## [Task instructions]
Scale the point coordinates in the answers by 2.35 and round each result to a whole number, with halves rounding up. Then give back all the rows from the start through the line containing "167], [471, 138]]", including the requests with their sample coordinates unchanged, and leave out the pictures.
◆ ◆ ◆
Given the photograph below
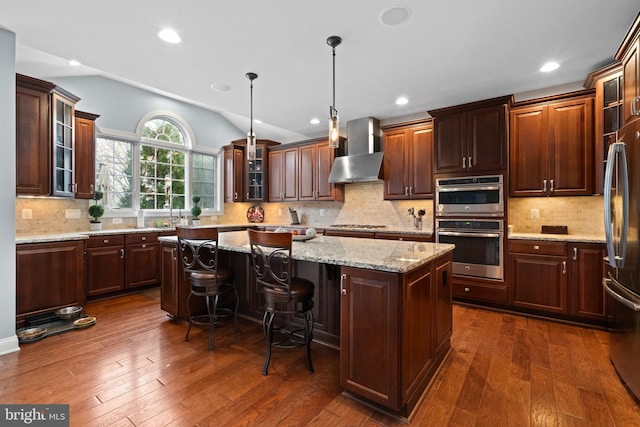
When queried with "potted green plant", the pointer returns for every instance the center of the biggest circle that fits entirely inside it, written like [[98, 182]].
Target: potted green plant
[[96, 211], [195, 210]]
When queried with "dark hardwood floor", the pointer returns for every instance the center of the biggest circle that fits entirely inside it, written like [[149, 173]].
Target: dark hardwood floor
[[133, 368]]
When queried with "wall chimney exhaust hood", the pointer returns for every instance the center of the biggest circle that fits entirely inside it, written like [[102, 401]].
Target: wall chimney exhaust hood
[[364, 153]]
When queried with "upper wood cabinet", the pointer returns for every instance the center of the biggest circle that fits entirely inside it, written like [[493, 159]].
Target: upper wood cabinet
[[629, 56], [551, 146], [608, 114], [45, 146], [408, 161], [283, 174], [246, 180], [85, 167], [471, 138]]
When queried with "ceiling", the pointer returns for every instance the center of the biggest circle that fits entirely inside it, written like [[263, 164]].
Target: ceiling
[[446, 53]]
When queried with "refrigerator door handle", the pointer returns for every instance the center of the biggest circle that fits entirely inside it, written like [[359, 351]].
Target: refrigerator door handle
[[626, 302]]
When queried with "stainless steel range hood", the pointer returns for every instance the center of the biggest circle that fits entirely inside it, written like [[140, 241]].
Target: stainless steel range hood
[[364, 153]]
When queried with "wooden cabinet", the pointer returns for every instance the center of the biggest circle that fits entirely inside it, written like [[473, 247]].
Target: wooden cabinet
[[391, 327], [540, 275], [105, 260], [85, 169], [552, 146], [629, 56], [283, 174], [49, 276], [588, 299], [561, 278], [315, 160], [118, 262], [608, 114], [471, 138], [246, 180], [408, 162], [233, 174]]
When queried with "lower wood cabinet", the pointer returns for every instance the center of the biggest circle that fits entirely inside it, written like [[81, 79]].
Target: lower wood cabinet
[[395, 329], [121, 261], [49, 276], [558, 278]]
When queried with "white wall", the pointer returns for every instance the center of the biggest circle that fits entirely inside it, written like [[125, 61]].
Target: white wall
[[8, 339]]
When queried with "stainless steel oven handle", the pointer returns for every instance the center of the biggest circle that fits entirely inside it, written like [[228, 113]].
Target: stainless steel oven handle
[[632, 305], [471, 187], [468, 234]]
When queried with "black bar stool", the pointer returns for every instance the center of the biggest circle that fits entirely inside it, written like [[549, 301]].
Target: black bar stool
[[282, 293], [198, 248]]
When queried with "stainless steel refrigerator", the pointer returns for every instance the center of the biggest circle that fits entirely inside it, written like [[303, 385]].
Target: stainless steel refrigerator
[[622, 228]]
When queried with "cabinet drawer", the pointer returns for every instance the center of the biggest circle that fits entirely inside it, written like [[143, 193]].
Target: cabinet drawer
[[106, 240], [538, 247], [139, 238], [496, 294]]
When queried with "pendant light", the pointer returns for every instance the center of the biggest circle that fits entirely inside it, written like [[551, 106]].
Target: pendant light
[[334, 127], [251, 137]]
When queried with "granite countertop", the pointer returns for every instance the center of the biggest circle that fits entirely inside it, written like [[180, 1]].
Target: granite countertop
[[583, 238], [383, 255]]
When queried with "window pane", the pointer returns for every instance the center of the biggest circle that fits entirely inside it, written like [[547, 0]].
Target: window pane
[[114, 167], [203, 179]]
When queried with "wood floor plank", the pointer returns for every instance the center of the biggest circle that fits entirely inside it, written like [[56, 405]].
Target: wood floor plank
[[133, 368]]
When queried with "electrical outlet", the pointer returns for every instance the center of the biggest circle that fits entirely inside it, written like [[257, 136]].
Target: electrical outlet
[[72, 213]]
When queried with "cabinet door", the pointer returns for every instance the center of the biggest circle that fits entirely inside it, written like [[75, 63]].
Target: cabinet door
[[105, 270], [142, 264], [486, 144], [169, 281], [85, 156], [529, 156], [450, 143], [587, 270], [540, 283], [48, 276], [421, 162], [369, 336], [631, 80], [394, 161], [33, 150], [571, 147]]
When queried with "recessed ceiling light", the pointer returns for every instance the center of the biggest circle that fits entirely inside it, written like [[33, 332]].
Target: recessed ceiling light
[[549, 66], [170, 36], [395, 15], [220, 87]]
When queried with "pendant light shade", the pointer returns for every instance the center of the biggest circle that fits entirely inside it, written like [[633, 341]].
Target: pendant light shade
[[251, 136], [334, 125]]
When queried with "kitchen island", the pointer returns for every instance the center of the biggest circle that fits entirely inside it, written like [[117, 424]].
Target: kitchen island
[[385, 304]]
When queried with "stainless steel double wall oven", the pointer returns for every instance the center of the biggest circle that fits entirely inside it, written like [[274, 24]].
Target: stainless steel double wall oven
[[470, 214]]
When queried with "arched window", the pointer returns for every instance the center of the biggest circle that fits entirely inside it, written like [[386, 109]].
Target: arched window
[[163, 160]]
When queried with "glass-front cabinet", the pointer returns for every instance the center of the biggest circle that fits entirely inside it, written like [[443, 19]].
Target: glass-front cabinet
[[63, 147]]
◆ ◆ ◆
## [Correct output]
Given the photograph below
When queried with "potted green plant", the pointer returns for every instance the center of the biggest circle that fits entirely inside it, written like [[98, 182]].
Target: potted green plant
[[226, 496], [458, 494]]
When queried with "dark hardwood floor", the pointer returns for every instance the center of the biggest circle that fits entirely inside it, written like [[149, 173]].
Target: dark hardwood floor
[[313, 865]]
When queried with "wall chimney exhaust hood", the pointer returns for every instance the center of the biggest circle that fits entirely inside it, written like [[102, 401]].
Target: wall chimney exhaust hood
[[855, 360]]
When queried with "upper wood cabinet", the pointer returns for every instance the center of the biggest circle that fits entirely inside it, written like [[493, 159]].
Target: upper wood cabinet
[[1478, 132], [1295, 343], [1429, 268], [106, 343], [959, 378], [665, 409], [578, 423], [200, 392], [1107, 324]]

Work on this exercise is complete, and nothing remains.